* DATA RECORDS:
-----
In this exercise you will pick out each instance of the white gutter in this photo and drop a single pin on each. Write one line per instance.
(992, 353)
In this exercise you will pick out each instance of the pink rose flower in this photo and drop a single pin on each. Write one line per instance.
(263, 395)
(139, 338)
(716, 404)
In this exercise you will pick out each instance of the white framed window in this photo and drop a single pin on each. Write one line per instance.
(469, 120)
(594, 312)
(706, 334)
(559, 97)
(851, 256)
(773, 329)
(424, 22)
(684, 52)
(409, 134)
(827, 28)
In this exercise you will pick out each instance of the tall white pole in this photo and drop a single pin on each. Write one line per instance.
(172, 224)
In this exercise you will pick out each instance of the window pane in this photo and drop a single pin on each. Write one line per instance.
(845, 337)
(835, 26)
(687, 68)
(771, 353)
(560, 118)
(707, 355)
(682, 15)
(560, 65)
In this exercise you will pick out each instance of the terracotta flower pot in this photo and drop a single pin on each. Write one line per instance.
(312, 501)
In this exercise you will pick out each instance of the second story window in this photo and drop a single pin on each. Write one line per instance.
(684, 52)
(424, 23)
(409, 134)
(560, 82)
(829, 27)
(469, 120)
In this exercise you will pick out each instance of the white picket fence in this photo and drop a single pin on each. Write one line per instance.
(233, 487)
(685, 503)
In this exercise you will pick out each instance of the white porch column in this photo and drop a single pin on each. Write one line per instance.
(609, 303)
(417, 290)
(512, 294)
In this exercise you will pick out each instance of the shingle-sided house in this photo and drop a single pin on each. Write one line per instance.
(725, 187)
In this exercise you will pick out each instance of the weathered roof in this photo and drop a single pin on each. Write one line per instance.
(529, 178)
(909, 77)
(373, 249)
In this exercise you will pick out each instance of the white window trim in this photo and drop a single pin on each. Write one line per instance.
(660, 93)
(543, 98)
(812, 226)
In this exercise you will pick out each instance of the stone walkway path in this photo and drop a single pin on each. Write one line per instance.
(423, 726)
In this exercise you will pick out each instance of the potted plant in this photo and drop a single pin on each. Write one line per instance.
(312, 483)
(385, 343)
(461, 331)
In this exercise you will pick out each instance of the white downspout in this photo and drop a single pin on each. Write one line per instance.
-----
* STATED EXERCISE: Please convert every one of the records above into a numbered list and leave out any blank lines.

* TASK RESPONSE:
1. In this exercise you will pick out each instance of the white gutter in this photo and drop a single pin on each. Write one line per instance.
2. (992, 353)
3. In this exercise you will pick out each instance of the pink rose flower in this photo and drop a single pin on each. Write one line per instance.
4. (263, 395)
5. (139, 338)
6. (716, 404)
7. In this exercise you will pick out each instance of the white framed window in this photo and drop a single pin on each. Write one line per instance.
8. (469, 120)
9. (594, 312)
10. (706, 334)
11. (559, 97)
12. (851, 256)
13. (773, 329)
14. (424, 22)
15. (684, 52)
16. (409, 134)
17. (827, 28)
18. In this exercise you will pick out each instance of the tall white pole in this photo and drop a single pin on each. Write one line per instance.
19. (172, 224)
20. In this exercise you will pick out each instance of the window pane in this photo and drop a single pin on each. Write one line per instance.
21. (845, 337)
22. (835, 26)
23. (687, 68)
24. (771, 353)
25. (560, 118)
26. (707, 355)
27. (682, 15)
28. (560, 65)
29. In this exercise you will pick out each instance of the terracotta flower pot in this photo and drop a single pin on each. Write one line per instance.
30. (312, 501)
31. In this exercise you will pick out each instance of the second story window in this photo and drop a single pin on each. Write one line per instance.
32. (684, 52)
33. (424, 23)
34. (409, 134)
35. (560, 82)
36. (829, 27)
37. (469, 120)
38. In this exercise you will pick out each instance of the white picket fence in this photo and drop a single pin on each. Write one line per instance.
39. (233, 487)
40. (685, 503)
41. In this exercise you will pick out each instance of the white porch column in this photo and drop a single pin on each. Write one line per instance.
42. (609, 303)
43. (417, 290)
44. (512, 294)
45. In this exercise you will pick out each instance of the shingle-sided house in this photo and drop a single pin on each. Write one line per instance.
46. (725, 187)
47. In this exercise you will pick out each instance of the weathered roof in this photo and drop a single pin on each. Write one line per instance.
48. (529, 178)
49. (909, 77)
50. (373, 249)
51. In this exercise you will pick out each instance of the white window trim in this photo and drop a single pin on each. Write one line per instance.
52. (660, 93)
53. (543, 98)
54. (812, 226)
55. In this exercise you will pick out each instance of the stone walkway path in this photo and drop a single pin on each. Write one line per instance.
56. (423, 726)
57. In this exercise you will pick out each instance of the potted plant in this photo and drop a single pin on each. Write one line per instance.
58. (312, 483)
59. (385, 343)
60. (461, 331)
61. In this exercise you will pick out each instance of the white downspout in this photo and drop a single pin on each. Write one line per instance.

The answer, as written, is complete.